Activity >> Repeat the entire listing exactly. Omit all pictures.

_____

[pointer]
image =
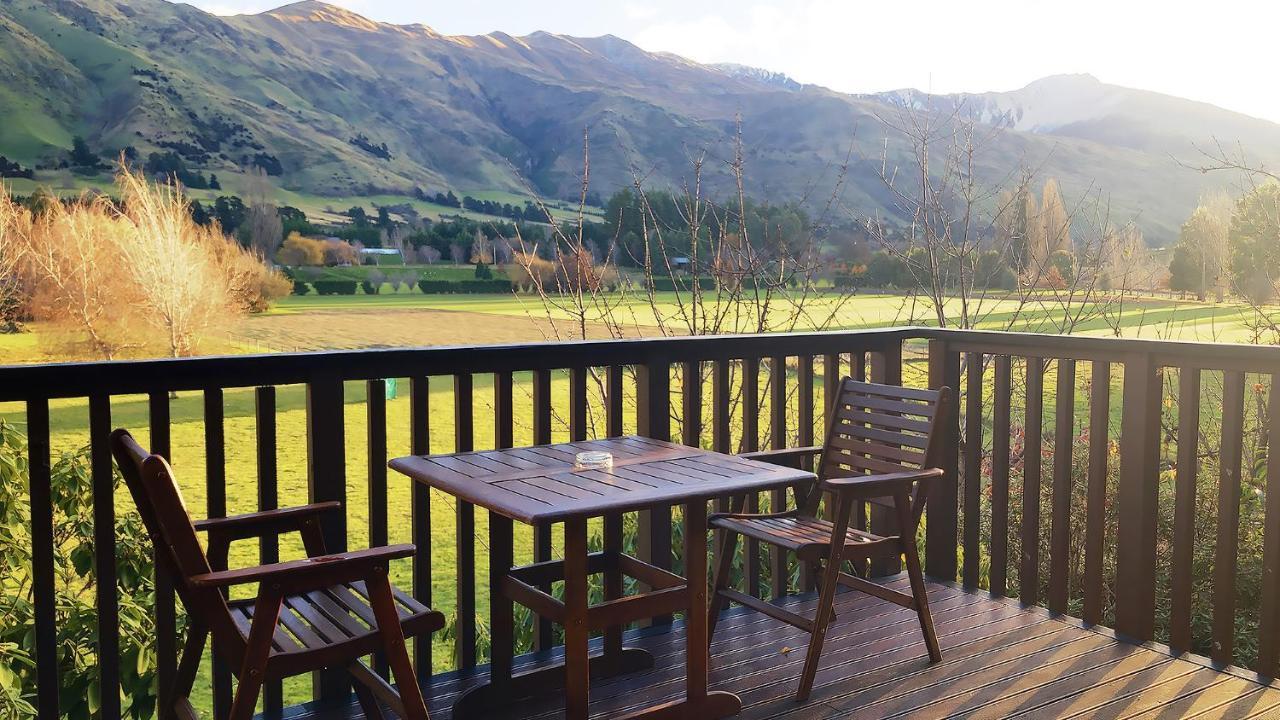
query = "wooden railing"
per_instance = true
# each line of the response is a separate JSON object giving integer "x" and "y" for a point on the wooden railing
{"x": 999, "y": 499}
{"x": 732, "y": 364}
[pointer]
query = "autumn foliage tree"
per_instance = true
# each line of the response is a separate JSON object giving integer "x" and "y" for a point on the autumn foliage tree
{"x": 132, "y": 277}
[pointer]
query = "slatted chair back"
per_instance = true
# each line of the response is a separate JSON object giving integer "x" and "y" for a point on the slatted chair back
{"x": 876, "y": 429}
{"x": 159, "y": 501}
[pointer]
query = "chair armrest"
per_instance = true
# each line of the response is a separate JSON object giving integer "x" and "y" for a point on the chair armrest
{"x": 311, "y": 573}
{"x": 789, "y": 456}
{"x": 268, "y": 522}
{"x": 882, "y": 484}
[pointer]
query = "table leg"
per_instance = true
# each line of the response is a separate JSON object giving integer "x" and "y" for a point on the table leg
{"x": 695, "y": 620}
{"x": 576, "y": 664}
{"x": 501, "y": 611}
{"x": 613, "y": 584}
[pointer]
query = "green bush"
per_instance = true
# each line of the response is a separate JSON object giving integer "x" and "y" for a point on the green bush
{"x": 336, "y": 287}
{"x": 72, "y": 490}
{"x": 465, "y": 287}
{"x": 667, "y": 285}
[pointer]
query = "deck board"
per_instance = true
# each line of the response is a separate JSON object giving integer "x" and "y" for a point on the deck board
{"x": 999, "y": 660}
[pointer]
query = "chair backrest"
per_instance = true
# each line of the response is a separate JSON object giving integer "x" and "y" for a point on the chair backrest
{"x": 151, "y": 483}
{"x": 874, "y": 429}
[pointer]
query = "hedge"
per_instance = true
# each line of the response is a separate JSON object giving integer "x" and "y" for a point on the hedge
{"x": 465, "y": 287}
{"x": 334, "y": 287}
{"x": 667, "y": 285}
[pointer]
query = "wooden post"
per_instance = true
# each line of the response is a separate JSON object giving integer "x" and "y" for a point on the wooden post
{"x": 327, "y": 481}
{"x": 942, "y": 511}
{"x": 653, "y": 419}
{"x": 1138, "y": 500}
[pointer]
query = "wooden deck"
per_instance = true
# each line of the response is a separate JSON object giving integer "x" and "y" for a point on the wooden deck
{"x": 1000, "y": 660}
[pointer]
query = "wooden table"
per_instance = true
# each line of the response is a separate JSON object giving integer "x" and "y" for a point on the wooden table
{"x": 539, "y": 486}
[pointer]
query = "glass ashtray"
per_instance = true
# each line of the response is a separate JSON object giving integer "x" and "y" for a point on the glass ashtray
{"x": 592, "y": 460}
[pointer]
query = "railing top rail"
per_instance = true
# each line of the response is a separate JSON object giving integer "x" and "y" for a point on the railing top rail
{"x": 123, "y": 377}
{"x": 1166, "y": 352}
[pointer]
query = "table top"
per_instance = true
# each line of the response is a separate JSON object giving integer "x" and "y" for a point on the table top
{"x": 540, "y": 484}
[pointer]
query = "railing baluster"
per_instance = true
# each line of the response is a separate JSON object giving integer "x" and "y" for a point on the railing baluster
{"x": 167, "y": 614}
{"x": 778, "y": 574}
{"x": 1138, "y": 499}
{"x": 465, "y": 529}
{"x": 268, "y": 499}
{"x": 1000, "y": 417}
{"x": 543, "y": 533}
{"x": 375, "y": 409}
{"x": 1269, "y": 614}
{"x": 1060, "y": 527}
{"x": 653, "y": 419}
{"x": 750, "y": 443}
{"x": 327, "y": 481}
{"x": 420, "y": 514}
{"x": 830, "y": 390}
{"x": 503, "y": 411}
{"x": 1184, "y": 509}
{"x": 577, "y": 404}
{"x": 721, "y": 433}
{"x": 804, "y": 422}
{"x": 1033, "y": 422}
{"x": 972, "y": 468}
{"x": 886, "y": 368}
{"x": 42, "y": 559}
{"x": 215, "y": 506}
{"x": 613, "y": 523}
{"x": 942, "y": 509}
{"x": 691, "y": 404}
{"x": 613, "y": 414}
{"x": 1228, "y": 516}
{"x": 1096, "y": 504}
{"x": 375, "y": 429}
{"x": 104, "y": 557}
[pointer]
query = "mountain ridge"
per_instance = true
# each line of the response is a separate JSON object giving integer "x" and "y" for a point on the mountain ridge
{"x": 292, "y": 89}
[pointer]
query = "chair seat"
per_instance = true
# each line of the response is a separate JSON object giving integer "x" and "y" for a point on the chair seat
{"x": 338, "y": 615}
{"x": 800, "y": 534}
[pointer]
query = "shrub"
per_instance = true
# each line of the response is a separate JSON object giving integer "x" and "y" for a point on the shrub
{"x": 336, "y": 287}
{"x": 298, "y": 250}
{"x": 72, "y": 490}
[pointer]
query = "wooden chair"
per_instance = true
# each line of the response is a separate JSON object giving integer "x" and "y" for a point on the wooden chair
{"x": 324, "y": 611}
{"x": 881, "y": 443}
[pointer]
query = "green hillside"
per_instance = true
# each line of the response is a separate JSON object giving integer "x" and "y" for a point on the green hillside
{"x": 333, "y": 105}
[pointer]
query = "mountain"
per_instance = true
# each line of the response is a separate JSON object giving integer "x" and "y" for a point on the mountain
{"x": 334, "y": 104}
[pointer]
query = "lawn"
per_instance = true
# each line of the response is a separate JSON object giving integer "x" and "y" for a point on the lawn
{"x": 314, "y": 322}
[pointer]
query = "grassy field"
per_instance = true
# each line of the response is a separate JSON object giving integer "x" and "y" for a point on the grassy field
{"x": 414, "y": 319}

_____

Response to this task >>
[pointer]
image =
query = "wooden railing"
per_instance = true
# each line of the response is a separate JSON object giving integer "x" and "y" for a point on the wooden railing
{"x": 999, "y": 499}
{"x": 732, "y": 364}
[pointer]
query = "autumn foliage tree"
per_instance = true
# each line of the response is a separate JSON object giving integer "x" and "y" for a point on the autumn foliage tree
{"x": 132, "y": 277}
[pointer]
query = "slatted chair back"
per_instance = true
# each line of the response is a separate JSON object giving integer "x" and "y" for a point on the slatted chair back
{"x": 876, "y": 429}
{"x": 159, "y": 501}
[pointer]
query = "chair armrest"
per_instance = true
# each line of the response is a separate JSON object giving integer "x" and "y" for a point on the chair armrest
{"x": 311, "y": 573}
{"x": 789, "y": 456}
{"x": 268, "y": 522}
{"x": 882, "y": 484}
[pointer]
query = "table leg"
per_instance = true
# each line of the response is a separate JSON object giving integer "x" and "y" for a point on the table leg
{"x": 695, "y": 620}
{"x": 576, "y": 664}
{"x": 501, "y": 611}
{"x": 613, "y": 584}
[pointer]
query = "green bush"
per_instance = true
# each line of the response is a separate JSON object giving integer "x" and "y" for a point on the green bush
{"x": 336, "y": 287}
{"x": 72, "y": 490}
{"x": 465, "y": 287}
{"x": 667, "y": 285}
[pointer]
query = "deck board"
per_instance = true
# each line of the response is a separate JSON object giving integer "x" and "y" for a point on the deck board
{"x": 999, "y": 660}
[pointer]
query = "chair backrest"
per_instance = true
# each line of the response is a separate JSON object giving integer "x" and "y" for a point on the chair backrest
{"x": 151, "y": 483}
{"x": 874, "y": 429}
[pointer]
query = "hedge"
per_instance = true
# each line of the response is a separate JSON object giving integer "x" and "y" for a point on the hedge
{"x": 465, "y": 287}
{"x": 334, "y": 287}
{"x": 667, "y": 285}
[pointer]
query = "wooden post"
per_instance = true
# each line of the response is a separate JSON object giving integer "x" and "y" for a point on the wooden post
{"x": 327, "y": 481}
{"x": 942, "y": 511}
{"x": 653, "y": 419}
{"x": 1138, "y": 500}
[pointer]
query = "wooden deck"
per_instance = true
# each line of the response is a separate JSON object giving integer "x" and "y" for a point on the wooden deck
{"x": 1000, "y": 660}
[pointer]
query = "wooden table"
per_instance = true
# each line of the response is a separate JSON object giving integer "x" and "y" for a point on the wooden table
{"x": 539, "y": 486}
[pointer]
query = "glass ashtray"
per_instance = true
# each line of the response is a separate JSON object giving integer "x" and "y" for a point on the glass ashtray
{"x": 592, "y": 460}
[pointer]
query = "railing top rail"
per_instance = true
# each line of the response is a separate JSON object giving integer "x" and "y" for a point on the railing top rail
{"x": 123, "y": 377}
{"x": 1166, "y": 352}
[pointer]
query = "table top"
per_instance = true
# each line of the response is a separate JSON object giving integer "x" and "y" for a point on the table top
{"x": 540, "y": 484}
[pointer]
query = "railing baluster"
per_instance = true
# each line of the response is a separate JSON object giving integer "x" and "y" for a point on the railing baluster
{"x": 167, "y": 614}
{"x": 778, "y": 574}
{"x": 1138, "y": 499}
{"x": 465, "y": 529}
{"x": 268, "y": 499}
{"x": 1000, "y": 417}
{"x": 543, "y": 533}
{"x": 375, "y": 409}
{"x": 1269, "y": 614}
{"x": 1060, "y": 527}
{"x": 653, "y": 419}
{"x": 750, "y": 443}
{"x": 327, "y": 481}
{"x": 420, "y": 514}
{"x": 830, "y": 390}
{"x": 503, "y": 411}
{"x": 1184, "y": 509}
{"x": 577, "y": 404}
{"x": 721, "y": 433}
{"x": 804, "y": 422}
{"x": 1033, "y": 422}
{"x": 972, "y": 468}
{"x": 886, "y": 368}
{"x": 42, "y": 559}
{"x": 215, "y": 506}
{"x": 613, "y": 523}
{"x": 942, "y": 509}
{"x": 691, "y": 404}
{"x": 613, "y": 414}
{"x": 1228, "y": 516}
{"x": 1096, "y": 504}
{"x": 375, "y": 429}
{"x": 104, "y": 557}
[pointer]
query = "mountain ridge"
per_instance = true
# each line of the response is a separate JSON object giving integer "x" and "y" for a point on the mountain ridge
{"x": 292, "y": 89}
[pointer]
query = "chair seat"
per_instance = true
# each line of the response is a separate JSON object giving integer "x" and "y" for a point on the chair seat
{"x": 338, "y": 615}
{"x": 800, "y": 534}
[pointer]
query = "shrub"
per_instance = true
# each line of the response is a separate JSON object giving integer "x" and "y" for a point on the shrub
{"x": 336, "y": 287}
{"x": 298, "y": 250}
{"x": 72, "y": 490}
[pointer]
query = "wooden chair"
per_instance = true
# each line of the response is a separate JSON object giving integer "x" and "y" for a point on the wooden chair
{"x": 324, "y": 611}
{"x": 881, "y": 443}
[pointer]
query = "green hillside"
per_instance = true
# each line of the response is a separate JSON object giving integer "x" and "y" for a point on the green hillside
{"x": 333, "y": 105}
[pointer]
query = "mountain"
per_instance = true
# each line of the response is a separate JSON object giving integer "x" and "y" for a point on the mountain
{"x": 334, "y": 104}
[pointer]
query = "lawn"
per_instance = true
# each line of the response is a separate JSON object giving integer "x" and "y" for a point on the lawn
{"x": 314, "y": 322}
[pointer]
query = "grassy field"
per_instance = true
# each line of the response is a separate JSON object giving integer "x" and "y" for a point on the grassy field
{"x": 414, "y": 319}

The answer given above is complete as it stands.